### Extract
^^^^^^^^

If you ever attended one of those late-night animated film festivals that theaters used to sponsor during the 1970s, then you may have seen a short cartoon very short called "Bambi Meets Godzilla."
The cartoon begins with the innocent deer standing in a tranquil meadow as the opening credits roll past. A pastoral melody from the Rossini opera "William Tell" plays in the background as Bambi sniffs the flowers in his animated paradise.
Seconds into the cartoon, the brief credits conclude. Suddenly, Godzilla's giant foot comes crashing down on Bambi, smashing him into oblivion. In less than two minutes, it's over.
If "Bambi Meets Godzilla" were made today, some creative mind would almost certainly find a way to extend it into a two-hour cinematic indictment of global warming, the war on terror or the pharmaceutical industry. When Marv Newland created it in 1969, he gave his cartoon the improvisational brevity merited by an encounter between a naïf and a monster.
Jimmy Carter reenacted "Bambi Meets Godzilla" during a recent visit to Darfur. The people of Darfur are suffering the fifth year of a brutal campaign of ethnic cleansing carried out by the government of Sudan and its Janjaweed militia allies.
The numbers and the atrocities are by now so well-known, so commonplace as to be stultifying: 2 million people driven from their homes, as many as 400,000 killed, mass rapes of women and girls.

^^^^^^^^

### Dataset extract
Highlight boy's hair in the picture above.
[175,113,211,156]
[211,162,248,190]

^^^^^^^^

### Task instructions
1) Can you rewrite the "Bambi Meets Godzilla" column from "If you ever" up to and including "his animated paradise.", replacing "meadow" with "forest"?
2) Can you extend the "Bambi Meets Godzilla" column beyond its final sentence?
The material has no connection to the "Bambi Meets Godzilla" column.

### Per-task outputs
1)
If you ever attended one of those late-night animated film festivals that theaters used to sponsor during the 1970s, then you may have seen a short cartoon very short called "Bambi Meets Godzilla."
The cartoon begins with the innocent deer standing in a tranquil forest as the opening credits roll past. A pastoral melody from the Rossini opera "William Tell" plays in the background as Bambi sniffs the flowers in his animated paradise.

2)
During his two-day mission to Sudan, Carter intended to meet with Darfur refugees. But when he arrived outside the town of Kabkabiya, a Janjaweed stronghold, the people were too frightened to come out. The former president and his entourage tried to venture into the village. Along the way, according to an Associated Press account, residents slipped handwritten notes to Carter's traveling companions.
Billionaire Richard Branson produced a note from his pocket scribbled in Arabic. "We (are) still suffering from the war," it said, "as our girls are being raped on a daily basis."
Carter made it to a school where he met with one refugee. But when he tried to proceed farther, Sudanese security officers if not the actual monsters of the Darfur genocide, then at least their accomplices stopped him. Carter railed at the armed men, "I'll tell President Bashir about this."
Of course, Sudanese President Omar al-Bashir is one of the principal architects of the strategy of rape and civilian slaughter.
Carter left Darfur complaining that the West was responding too slowly to the humanitarian tragedy while also criticizing the use of the word "genocide" to describe the situation, a designation he called legally imprecise and "unhelpful."
It was a surprising criticism coming from a man who tosses the word "apartheid" around with careless abandon. The African tribes of Darfur have the bad luck of being ethnically cleansed by fellow Muslims rather than by Jews.
More to the point, when the men with guns who do the killing confronted Carter, his only response was to threaten to talk to someone about it someone, it turns out, who gives the orders to the men with guns to do the killing.
Well-intentioned words won't do a thing to help the people in Kabkabiya today, tomorrow, next month or even next year. One of the frightening consequences of the Iraq war is that people of good will seem to have forgotten that sometimes words are not enough.
"The biggest problem we have today is that we never join words and action," Paul Rusesabagina told the San Antonio Express-News Editorial Board in a meeting last month.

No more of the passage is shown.